*SHORT TASK:* Turn every line of the items below into a numbered list, dropping any blank lines.

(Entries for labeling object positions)
◆ ◆ ◆ ◆ ◆

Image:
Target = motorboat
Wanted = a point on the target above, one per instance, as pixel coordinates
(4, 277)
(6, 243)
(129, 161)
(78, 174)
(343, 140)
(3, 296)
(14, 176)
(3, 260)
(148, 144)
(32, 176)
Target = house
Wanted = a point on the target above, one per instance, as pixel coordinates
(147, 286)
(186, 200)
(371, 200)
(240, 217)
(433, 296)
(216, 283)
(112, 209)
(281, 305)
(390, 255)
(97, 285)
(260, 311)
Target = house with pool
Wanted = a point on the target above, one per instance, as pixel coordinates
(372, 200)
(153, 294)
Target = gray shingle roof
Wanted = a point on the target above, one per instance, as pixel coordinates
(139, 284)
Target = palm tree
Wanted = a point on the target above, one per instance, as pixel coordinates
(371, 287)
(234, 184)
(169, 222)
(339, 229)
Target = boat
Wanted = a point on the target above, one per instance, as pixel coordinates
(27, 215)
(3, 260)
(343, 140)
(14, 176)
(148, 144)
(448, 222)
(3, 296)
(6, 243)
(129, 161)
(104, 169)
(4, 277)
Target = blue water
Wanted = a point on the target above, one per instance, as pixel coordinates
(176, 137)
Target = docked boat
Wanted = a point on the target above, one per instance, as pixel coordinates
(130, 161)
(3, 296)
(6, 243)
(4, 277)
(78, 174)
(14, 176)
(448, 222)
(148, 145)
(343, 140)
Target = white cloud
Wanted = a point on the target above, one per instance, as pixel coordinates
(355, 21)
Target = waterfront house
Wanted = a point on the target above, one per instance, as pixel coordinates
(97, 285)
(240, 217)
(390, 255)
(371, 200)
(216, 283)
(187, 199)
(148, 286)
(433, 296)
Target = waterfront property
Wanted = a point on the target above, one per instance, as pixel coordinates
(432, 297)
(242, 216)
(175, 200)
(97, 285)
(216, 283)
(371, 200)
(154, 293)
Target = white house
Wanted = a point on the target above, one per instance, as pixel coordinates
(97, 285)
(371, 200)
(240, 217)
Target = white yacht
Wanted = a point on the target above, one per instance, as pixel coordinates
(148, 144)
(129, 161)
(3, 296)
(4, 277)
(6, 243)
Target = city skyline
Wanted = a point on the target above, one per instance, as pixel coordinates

◆ ◆ ◆ ◆ ◆

*RESULT BELOW:*
1. Image:
2. Target = motorboat
3. Wanted = a point on the target above, one per instance, as pixel coordinates
4. (4, 277)
5. (6, 243)
6. (129, 161)
7. (78, 174)
8. (343, 140)
9. (3, 296)
10. (14, 176)
11. (3, 260)
12. (148, 144)
13. (32, 176)
14. Target = house
15. Wanted = a point on the target above, one per instance, as pixel coordinates
16. (147, 286)
17. (186, 200)
18. (371, 200)
19. (240, 217)
20. (433, 296)
21. (216, 283)
22. (112, 209)
23. (281, 305)
24. (390, 255)
25. (97, 285)
26. (260, 311)
27. Target = house with pool
28. Wanted = a point on the target above, one per instance, as pixel coordinates
29. (372, 200)
30. (153, 294)
31. Target = gray shingle roof
32. Wanted = a point on the target above, one per instance, as pixel coordinates
33. (139, 284)
34. Target = palm tree
35. Wanted = a point on the target above, one per instance, as pixel coordinates
36. (371, 287)
37. (234, 184)
38. (169, 222)
39. (339, 229)
40. Target = boat
41. Wanted = a point on the target above, one per instance, as pixel coordinates
42. (27, 215)
43. (3, 260)
44. (343, 140)
45. (14, 176)
46. (148, 144)
47. (448, 222)
48. (3, 296)
49. (6, 243)
50. (129, 161)
51. (104, 169)
52. (4, 277)
53. Target = blue water
54. Wanted = a point on the target above, one per instance, as pixel coordinates
55. (176, 137)
56. Target = docked boat
57. Wanted = a point on the target above, one per instance, as pixel coordinates
58. (130, 161)
59. (3, 296)
60. (6, 243)
61. (4, 277)
62. (78, 174)
63. (14, 176)
64. (448, 222)
65. (148, 145)
66. (343, 140)
67. Target = white cloud
68. Wanted = a point on the target above, one per instance, as pixel coordinates
69. (355, 21)
70. Target = waterfront house
71. Wanted = a point on the target above, one per instance, as pixel coordinates
72. (97, 285)
73. (240, 217)
74. (390, 255)
75. (371, 200)
76. (216, 283)
77. (187, 199)
78. (148, 286)
79. (433, 296)
80. Target = waterfront property
81. Wanted = a point on the target above, one per instance, as pixel coordinates
82. (432, 297)
83. (242, 216)
84. (175, 200)
85. (97, 285)
86. (216, 283)
87. (371, 200)
88. (154, 293)
89. Target = white house
90. Wanted = a point on the target above, one per instance, as pixel coordinates
91. (97, 285)
92. (371, 200)
93. (240, 217)
94. Target = white yacht
95. Wanted = a point on the target above, one per instance, as pixel coordinates
96. (148, 144)
97. (129, 161)
98. (3, 296)
99. (4, 277)
100. (6, 243)
101. Target = city skyline
102. Wanted = a point on the target above, one per instance, as pixel coordinates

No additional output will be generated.